#### STATED GOAL
Reproduce the lines below from the one containing "In this exercise you will mark every instance of the pickup" through the last line, both ends included and requests kept. Scale every pixel coordinate in the answers by 0.8, rounding to whole numbers with halves going up.

#### GIVEN RECORDS

^^^^^^^^

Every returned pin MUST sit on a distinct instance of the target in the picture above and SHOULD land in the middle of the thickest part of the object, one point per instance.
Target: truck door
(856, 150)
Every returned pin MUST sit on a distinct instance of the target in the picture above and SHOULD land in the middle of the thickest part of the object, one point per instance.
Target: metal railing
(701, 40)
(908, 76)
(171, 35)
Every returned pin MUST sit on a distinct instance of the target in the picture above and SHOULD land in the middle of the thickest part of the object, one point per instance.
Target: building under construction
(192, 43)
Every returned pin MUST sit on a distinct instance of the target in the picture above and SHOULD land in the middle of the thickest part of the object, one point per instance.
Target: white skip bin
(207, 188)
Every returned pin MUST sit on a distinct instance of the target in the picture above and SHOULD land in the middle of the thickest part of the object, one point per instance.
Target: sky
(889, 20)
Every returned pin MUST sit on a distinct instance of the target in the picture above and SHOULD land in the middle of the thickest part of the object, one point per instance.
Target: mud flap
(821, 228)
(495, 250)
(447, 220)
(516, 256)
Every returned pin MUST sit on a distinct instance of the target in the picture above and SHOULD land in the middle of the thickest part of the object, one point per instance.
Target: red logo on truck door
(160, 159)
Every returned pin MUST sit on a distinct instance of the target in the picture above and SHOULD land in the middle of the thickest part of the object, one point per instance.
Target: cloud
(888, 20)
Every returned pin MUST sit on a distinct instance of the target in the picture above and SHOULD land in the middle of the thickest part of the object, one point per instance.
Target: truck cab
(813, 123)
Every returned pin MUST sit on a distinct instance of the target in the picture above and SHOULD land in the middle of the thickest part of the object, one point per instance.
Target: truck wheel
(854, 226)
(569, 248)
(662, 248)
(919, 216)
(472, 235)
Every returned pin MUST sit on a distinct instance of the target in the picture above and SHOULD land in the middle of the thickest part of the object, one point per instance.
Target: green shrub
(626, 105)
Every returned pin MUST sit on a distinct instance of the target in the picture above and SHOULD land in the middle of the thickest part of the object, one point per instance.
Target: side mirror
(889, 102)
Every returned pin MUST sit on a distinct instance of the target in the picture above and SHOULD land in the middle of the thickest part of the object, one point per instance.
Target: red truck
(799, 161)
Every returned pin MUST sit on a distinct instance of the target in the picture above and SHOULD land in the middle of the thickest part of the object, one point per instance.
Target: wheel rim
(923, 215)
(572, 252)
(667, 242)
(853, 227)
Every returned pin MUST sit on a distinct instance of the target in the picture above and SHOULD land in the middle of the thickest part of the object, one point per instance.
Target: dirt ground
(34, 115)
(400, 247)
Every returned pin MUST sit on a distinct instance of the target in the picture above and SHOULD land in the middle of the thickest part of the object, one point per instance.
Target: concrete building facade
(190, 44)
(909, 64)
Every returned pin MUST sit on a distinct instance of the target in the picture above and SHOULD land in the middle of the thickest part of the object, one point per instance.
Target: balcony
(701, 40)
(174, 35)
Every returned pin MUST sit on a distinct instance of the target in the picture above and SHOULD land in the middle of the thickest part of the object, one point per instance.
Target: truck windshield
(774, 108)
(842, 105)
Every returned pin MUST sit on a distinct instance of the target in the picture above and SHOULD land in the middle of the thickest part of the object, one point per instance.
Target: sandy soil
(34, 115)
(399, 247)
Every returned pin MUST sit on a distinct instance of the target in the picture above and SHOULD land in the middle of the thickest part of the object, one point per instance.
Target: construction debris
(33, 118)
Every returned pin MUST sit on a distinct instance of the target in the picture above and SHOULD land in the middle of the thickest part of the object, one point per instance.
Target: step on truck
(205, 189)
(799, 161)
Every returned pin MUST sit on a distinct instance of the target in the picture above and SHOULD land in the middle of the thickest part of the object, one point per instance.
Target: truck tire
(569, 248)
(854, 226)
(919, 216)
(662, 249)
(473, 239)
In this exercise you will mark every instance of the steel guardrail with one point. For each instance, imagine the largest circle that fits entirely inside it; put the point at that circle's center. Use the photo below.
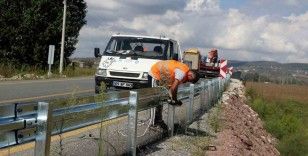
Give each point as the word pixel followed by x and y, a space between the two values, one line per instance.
pixel 24 122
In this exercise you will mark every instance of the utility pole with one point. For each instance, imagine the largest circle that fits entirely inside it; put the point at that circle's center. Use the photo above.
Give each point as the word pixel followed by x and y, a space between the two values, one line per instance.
pixel 63 37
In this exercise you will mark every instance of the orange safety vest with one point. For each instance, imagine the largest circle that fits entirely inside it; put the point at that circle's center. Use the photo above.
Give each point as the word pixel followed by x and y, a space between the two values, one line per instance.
pixel 165 70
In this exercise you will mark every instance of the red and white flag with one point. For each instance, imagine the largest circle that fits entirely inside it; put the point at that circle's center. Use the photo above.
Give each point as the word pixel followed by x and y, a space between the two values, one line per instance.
pixel 223 68
pixel 230 70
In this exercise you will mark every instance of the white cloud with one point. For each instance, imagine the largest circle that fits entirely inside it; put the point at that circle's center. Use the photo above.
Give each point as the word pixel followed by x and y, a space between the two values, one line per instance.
pixel 203 24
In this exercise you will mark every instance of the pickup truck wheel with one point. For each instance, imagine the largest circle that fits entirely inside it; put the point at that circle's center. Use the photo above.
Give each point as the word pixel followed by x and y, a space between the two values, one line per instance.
pixel 154 83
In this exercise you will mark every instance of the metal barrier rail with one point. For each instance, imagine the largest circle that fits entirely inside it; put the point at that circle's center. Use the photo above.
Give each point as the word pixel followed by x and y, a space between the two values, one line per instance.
pixel 24 122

^^^^^^^^

#### OUTPUT OF THE TASK
In this exercise you will mark every instance of the pickup truck wheel with one point. For each instance, imagine the largest circle that fits entirely inside it; put the point at that circle's center. Use the photo above.
Give each point as the word pixel followed by x and y, a space between the two values, one line per instance.
pixel 123 66
In this exercise you will mark every instance of the metal barrier rail with one point. For each instance, imagine the largest circle that fits entirely inside it; put the point at that circle's center. Use the photo above.
Give each point as the word pixel followed by x and y, a space between the two values, one line per instance.
pixel 19 98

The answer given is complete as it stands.